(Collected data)
*****

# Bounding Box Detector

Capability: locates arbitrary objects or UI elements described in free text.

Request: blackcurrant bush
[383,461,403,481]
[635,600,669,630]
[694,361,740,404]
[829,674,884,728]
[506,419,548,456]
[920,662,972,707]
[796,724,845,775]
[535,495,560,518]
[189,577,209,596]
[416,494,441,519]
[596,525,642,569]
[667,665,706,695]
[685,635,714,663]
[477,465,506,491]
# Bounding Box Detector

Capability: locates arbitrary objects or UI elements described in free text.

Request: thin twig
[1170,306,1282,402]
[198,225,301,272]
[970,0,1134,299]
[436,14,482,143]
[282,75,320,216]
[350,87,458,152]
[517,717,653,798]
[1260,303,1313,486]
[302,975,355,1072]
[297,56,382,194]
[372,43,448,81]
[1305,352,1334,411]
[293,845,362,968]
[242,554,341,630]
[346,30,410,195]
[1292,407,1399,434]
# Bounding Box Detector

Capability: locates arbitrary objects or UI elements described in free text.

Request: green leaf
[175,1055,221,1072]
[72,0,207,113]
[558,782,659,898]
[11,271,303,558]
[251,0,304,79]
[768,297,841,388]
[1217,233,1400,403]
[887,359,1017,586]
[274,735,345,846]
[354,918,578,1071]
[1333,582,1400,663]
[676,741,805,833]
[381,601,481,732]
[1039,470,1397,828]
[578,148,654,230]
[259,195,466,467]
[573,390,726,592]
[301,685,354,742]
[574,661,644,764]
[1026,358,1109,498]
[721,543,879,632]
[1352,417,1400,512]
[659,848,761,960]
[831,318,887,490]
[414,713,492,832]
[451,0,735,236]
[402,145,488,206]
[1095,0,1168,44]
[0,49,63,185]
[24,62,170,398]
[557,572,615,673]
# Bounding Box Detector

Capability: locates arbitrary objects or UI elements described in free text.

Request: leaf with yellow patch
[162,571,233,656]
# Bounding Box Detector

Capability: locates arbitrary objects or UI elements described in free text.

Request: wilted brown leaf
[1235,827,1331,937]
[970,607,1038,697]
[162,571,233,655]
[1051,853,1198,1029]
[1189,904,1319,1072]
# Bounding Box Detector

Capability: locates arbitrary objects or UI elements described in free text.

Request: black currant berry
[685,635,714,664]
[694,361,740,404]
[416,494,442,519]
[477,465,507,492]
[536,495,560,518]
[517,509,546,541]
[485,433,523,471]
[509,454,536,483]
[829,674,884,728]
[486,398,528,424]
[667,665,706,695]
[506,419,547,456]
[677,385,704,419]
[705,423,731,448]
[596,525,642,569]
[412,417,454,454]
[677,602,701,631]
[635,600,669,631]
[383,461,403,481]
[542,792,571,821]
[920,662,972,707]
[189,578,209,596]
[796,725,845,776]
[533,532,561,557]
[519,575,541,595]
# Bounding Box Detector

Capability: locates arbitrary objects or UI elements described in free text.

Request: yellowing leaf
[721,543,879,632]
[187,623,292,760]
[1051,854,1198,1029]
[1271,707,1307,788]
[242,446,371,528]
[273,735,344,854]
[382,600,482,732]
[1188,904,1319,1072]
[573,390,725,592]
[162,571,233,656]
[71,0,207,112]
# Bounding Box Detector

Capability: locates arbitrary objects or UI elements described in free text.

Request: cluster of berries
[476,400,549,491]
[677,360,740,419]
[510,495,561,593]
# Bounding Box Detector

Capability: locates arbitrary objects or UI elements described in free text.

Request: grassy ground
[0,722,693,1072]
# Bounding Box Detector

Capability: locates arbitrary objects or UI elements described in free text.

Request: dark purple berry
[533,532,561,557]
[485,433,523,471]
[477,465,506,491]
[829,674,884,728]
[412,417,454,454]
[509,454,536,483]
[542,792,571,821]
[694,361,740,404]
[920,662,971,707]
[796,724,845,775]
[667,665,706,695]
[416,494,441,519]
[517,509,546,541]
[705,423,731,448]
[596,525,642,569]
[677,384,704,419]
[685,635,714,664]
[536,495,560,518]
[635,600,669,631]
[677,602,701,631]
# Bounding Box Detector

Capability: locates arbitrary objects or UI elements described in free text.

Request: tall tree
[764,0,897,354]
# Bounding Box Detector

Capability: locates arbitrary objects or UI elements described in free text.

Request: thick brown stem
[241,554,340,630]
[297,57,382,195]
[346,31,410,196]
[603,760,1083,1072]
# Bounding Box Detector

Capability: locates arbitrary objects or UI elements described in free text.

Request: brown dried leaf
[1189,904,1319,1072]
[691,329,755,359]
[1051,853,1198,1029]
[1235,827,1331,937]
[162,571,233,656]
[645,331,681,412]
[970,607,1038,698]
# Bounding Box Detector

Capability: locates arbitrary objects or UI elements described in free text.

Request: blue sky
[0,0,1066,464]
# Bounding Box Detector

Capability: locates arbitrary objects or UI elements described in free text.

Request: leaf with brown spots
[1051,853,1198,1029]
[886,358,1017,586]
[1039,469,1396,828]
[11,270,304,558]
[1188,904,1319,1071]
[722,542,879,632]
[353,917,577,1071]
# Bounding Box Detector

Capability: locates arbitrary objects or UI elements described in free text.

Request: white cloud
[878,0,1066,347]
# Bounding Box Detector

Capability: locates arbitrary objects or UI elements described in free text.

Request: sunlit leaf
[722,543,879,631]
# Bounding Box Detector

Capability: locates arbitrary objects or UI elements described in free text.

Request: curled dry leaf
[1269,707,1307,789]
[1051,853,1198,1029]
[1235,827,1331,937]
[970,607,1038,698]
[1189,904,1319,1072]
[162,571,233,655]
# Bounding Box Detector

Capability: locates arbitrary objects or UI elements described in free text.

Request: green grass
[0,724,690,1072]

*****

Write out the data exactly as it stands.

# Bounding Box Detector

Capability: locates arbitrary objects or UI elements described in free text.

Request: blackcurrant bush
[383,461,403,481]
[635,600,669,630]
[694,361,740,404]
[829,674,884,728]
[506,419,548,456]
[920,662,972,707]
[796,724,845,775]
[535,495,560,518]
[189,577,209,596]
[416,494,441,519]
[596,525,642,569]
[667,665,706,695]
[685,635,714,663]
[477,465,506,491]
# Bounding Box Detector

Capability: locates arbitrary objects or UI elements described in free text.

Request: thin twig
[1170,306,1282,402]
[198,225,301,272]
[970,0,1134,299]
[436,14,482,143]
[282,75,320,216]
[350,87,458,152]
[517,717,653,798]
[1260,303,1313,486]
[302,975,355,1072]
[297,56,382,194]
[372,43,448,81]
[1305,352,1334,411]
[293,845,362,968]
[242,554,341,630]
[346,30,410,195]
[1292,407,1399,434]
# Bounding Box Detector

Capability: locates arbitrary objects or UI elements described in free text.

Request: green leaf
[175,1055,221,1072]
[72,0,207,113]
[558,782,659,898]
[11,271,303,558]
[251,0,304,79]
[768,297,841,388]
[1217,233,1400,403]
[887,359,1017,586]
[274,735,345,846]
[354,918,578,1071]
[1333,582,1400,663]
[676,741,805,833]
[381,601,481,732]
[1039,470,1397,828]
[578,148,654,230]
[259,195,466,467]
[573,390,726,592]
[301,685,354,742]
[574,661,644,764]
[1026,358,1109,498]
[721,543,879,632]
[1352,417,1400,512]
[659,848,761,960]
[831,318,887,490]
[414,713,492,832]
[451,0,735,236]
[402,145,488,206]
[1095,0,1168,44]
[0,49,63,185]
[24,62,170,398]
[557,572,615,673]
# Bounding Box Detector

Capability: locates arbitrary objects or UI elements described in free text.

Request: leaf with yellow patch
[162,571,233,656]
# Bounding Box Detector

Capability: locates arbitrary objects or UI elements described in free text.

Request: wilted brown leaf
[1235,827,1331,937]
[970,607,1038,697]
[162,571,233,655]
[1051,853,1198,1029]
[1189,904,1319,1072]
# Bounding Box Detector

Capability: locates arbitrary objects or UI elements described in free text.

Request: black currant berry
[685,635,714,664]
[694,361,740,404]
[416,494,442,519]
[477,465,507,492]
[536,495,560,518]
[517,509,546,541]
[485,433,523,471]
[509,454,536,483]
[829,674,884,728]
[486,398,528,424]
[667,665,706,695]
[506,419,547,456]
[677,385,704,419]
[705,423,731,448]
[596,525,642,569]
[412,417,454,454]
[677,602,701,631]
[635,600,669,631]
[383,461,403,481]
[542,792,571,821]
[920,662,972,707]
[189,578,209,596]
[796,725,845,776]
[533,532,561,557]
[519,575,541,595]
# Bounding Box Detector

Capability: locates arbitrary objects or UI elements described in free text.

Request: yellowing leaf
[721,543,879,632]
[187,623,292,760]
[1051,854,1198,1029]
[1271,707,1307,788]
[242,446,371,528]
[273,735,344,854]
[382,600,482,732]
[1188,904,1319,1072]
[573,390,725,592]
[162,571,233,656]
[71,0,207,112]
# Bounding Box Detector

Capability: locates arbitrary objects or UI elements described in free text.

Request: cluster of berries
[476,400,549,491]
[677,360,740,419]
[510,495,561,593]
# Bounding Box Detector

Capability: locates arbitrary objects or UI elements described in free text.

Request: grassy ground
[0,722,693,1072]
# Bounding Box Detector

Capability: locates arbitrary objects or UI elements described in free text.

Request: dark purple berry
[533,532,561,557]
[485,433,523,471]
[477,465,506,491]
[829,674,884,728]
[412,417,454,454]
[509,454,536,483]
[542,792,571,821]
[694,361,740,404]
[920,662,971,707]
[796,724,845,775]
[667,665,706,695]
[416,494,441,519]
[517,509,546,541]
[705,423,731,448]
[596,525,642,569]
[677,384,704,419]
[685,635,714,664]
[536,495,560,518]
[635,600,669,631]
[677,602,701,631]
# Bounding Box Detector

Capability: locates arbitrary objects or UI elements described in free text.

Request: tall tree
[764,0,897,354]
# Bounding Box Detector

Capability: locates arbitrary objects or UI elements described in free text.

Request: thick brown stem
[241,554,340,630]
[297,57,382,195]
[346,31,410,196]
[603,760,1083,1072]
# Bounding Box Detector

Capability: locates arbitrary objects or UI elements described in free text.

Request: brown dried leaf
[1189,904,1319,1072]
[691,329,755,359]
[1051,853,1198,1029]
[1235,827,1331,937]
[162,571,233,656]
[645,331,681,412]
[970,607,1038,698]
# Bounding Box Detector

Capability: locates arbitrary objects or UI elements described in free text.

Request: blue sky
[0,0,1066,464]
# Bounding Box Detector

Capability: locates arbitrary objects or UI elements described in free text.

Request: leaf with brown spots
[1051,853,1198,1029]
[886,358,1017,586]
[1039,469,1396,828]
[11,270,304,558]
[1188,904,1319,1071]
[722,542,879,632]
[353,917,577,1071]
# Bounding Box Detector

Capability: locates arbitrary objects or UI elements described in free text.

Request: white cloud
[878,0,1066,347]
# Bounding Box Detector

Capability: locates arbitrary objects or UI elements described in free text.

Request: sunlit leaf
[722,543,879,631]
# Bounding Box Detector

Capability: locates arbitrary objects or UI elements described in free text.

Request: curled dry leaf
[1269,707,1307,789]
[1051,853,1198,1029]
[1235,827,1331,937]
[970,607,1038,698]
[1189,904,1319,1072]
[162,571,233,655]
# Bounding Box Detector

Capability: locates arbitrary objects or UI elements described in free text.

Request: green grass
[0,724,690,1072]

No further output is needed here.